### Given exercise 1
According to the DVC integration guide, in which directory does DVC store the actual data?
### Given exercise 2
Pick up the DVC integration guide after its last sentence and write the section that follows.

### Selection

DVC Integration¶

Integrate DTA provenance tracking with DVC (Data Version Control) for complete data lineage.

Overview¶

DVC is a version control system for data files, ML models, and datasets. By combining DVC with DTA provenance metadata, you get:

Data versioning - Track large data files outside Git
Content-addressable storage - Immutable data identified by hash
DTA compliance - Provenance metadata for regulatory requirements
Complete lineage - Know exactly which data version was used

Installation¶

# Install with DVC support
pip install 'dta-provenance[dvc]'

# Or install manually
pip install dvc>=3.0

Quick Start¶

1. Initialize DVC in your repository¶

git init
dvc init

2. Track a file with DVC and provenance¶

# Create your provenance metadata
cat > provenance.json <<EOF
{
  "source": {
    "datasetName": "Customer Data Q1 2024",
    "providerName": "Internal CRM"
  },
  "provenance": {
    "dataGenerationMethod": "Exported from CRM system",
    "dateDataGenerated": "2024-01-15",
    "dataType": "Tabular",
    "dataFormat": "CSV"
  },
  "use": {
    "intendedUse": "Customer analytics",
    "legalRightsToUse": "Internal use only",
    "sensitiveData": true,
    "sensitiveDataCategories": ["PII", "Financial"]
  }
}
EOF

# Track file with DVC and enrich metadata
dta-provenance dvc-track customers.csv \\
    --metadata provenance.json \\
    --output provenance-with-dvc.json

3. Commit with enriched provenance¶

git add customers.csv.dvc .gitignore provenance-with-dvc.json
dta-provenance commit customers.csv.dvc provenance-with-dvc.json \\
    --metadata provenance-with-dvc.json \\
    --message "Add Q1 customer data with DVC tracking"

How It Works¶

DVC Metadata Enrichment¶

When you use dvc-track, the DTA provenance metadata is enriched with DVC-specific fields:

{
  "source": { ... },
  "provenance": { ... },
  "use": { ... },
  "metadata": {
    "dvc": {
      "tracked": true,
      "dvc_file": "customers.csv.dvc",
      "md5": "abc123def456...",
      "size": "1048576",
      "path": "customers.csv"
    }
  }
}

This allows you to:

Verify data integrity - Compare MD5 hashes
Track file versions - DVC file changes are tracked in Git
Reconstruct exact state - Use DVC checkout with commit hash
Audit compliance - Full provenance + version history

DVC File Structure¶

DVC creates .dvc files that are tracked in Git:

# customers.csv.dvc
outs:
- md5: abc123def456
  size: 1048576
  path: customers.csv

The actual data is stored in .dvc/cache/ and can be pushed to remote storage (S3, GCS, Azure, etc.).

### Provided material
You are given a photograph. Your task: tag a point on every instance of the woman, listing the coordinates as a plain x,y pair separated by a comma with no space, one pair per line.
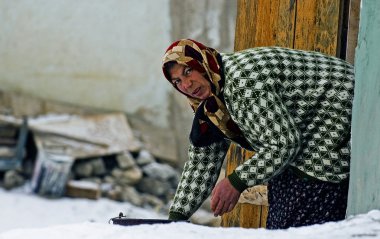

### Final result 1
In .dvc/cache/.

### Final result 2
Usage Examples¶

Track Multiple Files¶

dta-provenance dvc-track train.csv test.csv \\
    --metadata provenance.json \\
    --output provenance-enriched.json

Track Without Existing Metadata¶

If you don't have provenance metadata yet, you can still track with DVC and create metadata later:

# Track with DVC first
dta-provenance dvc-track dataset.csv

# Creates enriched metadata with DVC info only
# Add full DTA provenance fields later

Check DVC Status Programmatically¶

from pathlib import Path
from src.integrations.dvc_integration import DVCProvenanceBridge

# Initialize bridge
bridge = DVCProvenanceBridge(Path('.'))

# Get DVC status
status = bridge.get_dvc_status()
print(f"Clean: {status['is_clean']}")

# Read DVC metadata for a file
dvc_info = bridge.read_dvc_provenance(Path('data.csv'))
if dvc_info:
    print(f"MD5: {dvc_info['metadata']['md5']}")

Enrich Existing Metadata¶

If you already have DVC-tracked files and want to add provenance:

from pathlib import Path
from src.integrations.dvc_integration import DVCProvenanceBridge
from src.provenance import load_provenance_file

# Load existing provenance
metadata = load_provenance_file(Path('provenance.json'))
metadata_dict = metadata.to_dict()

# Enrich with DVC info
bridge = DVCProvenanceBridge(Path('.'))
enriched = bridge.enrich_metadata_from_dvc(Path('data.csv'), metadata_dict)

# Save enriched metadata
import json
with open('provenance-with-dvc.json', 'w') as f:
    json.dump(enriched, f, indent=2)

Workflow: Data Science Project¶

Complete workflow for a data science project with DVC + DTA:

# 1. Initialize project
git init
dvc init

# 2. Add raw data with provenance
dta-provenance dvc-track raw_data.csv \\
    --metadata raw_data_provenance.json \\
    --output raw_data_enriched.json

git add raw_data.csv.dvc raw_data_enriched.json .gitignore
git commit -m "Add raw data with provenance"

# 3. Process data (creates processed_data.csv)
python process_data.py

# 4. Track processed data with updated provenance
cat > processed_provenance.json <<EOF
{
  "source": {
    "datasetName": "Processed Customer Data",
    "providerName": "Internal CRM",
    "datasetVersion": "1.0-processed"
  },
  "provenance": {
    "dataGenerationMethod": "Cleaned and normalized from raw CRM export",
    "dateDataGenerated": "2024-01-16",
    "dataType": "Tabular",
    "dataFormat": "CSV",
    "qualityIndicators": "Removed duplicates, normalized dates"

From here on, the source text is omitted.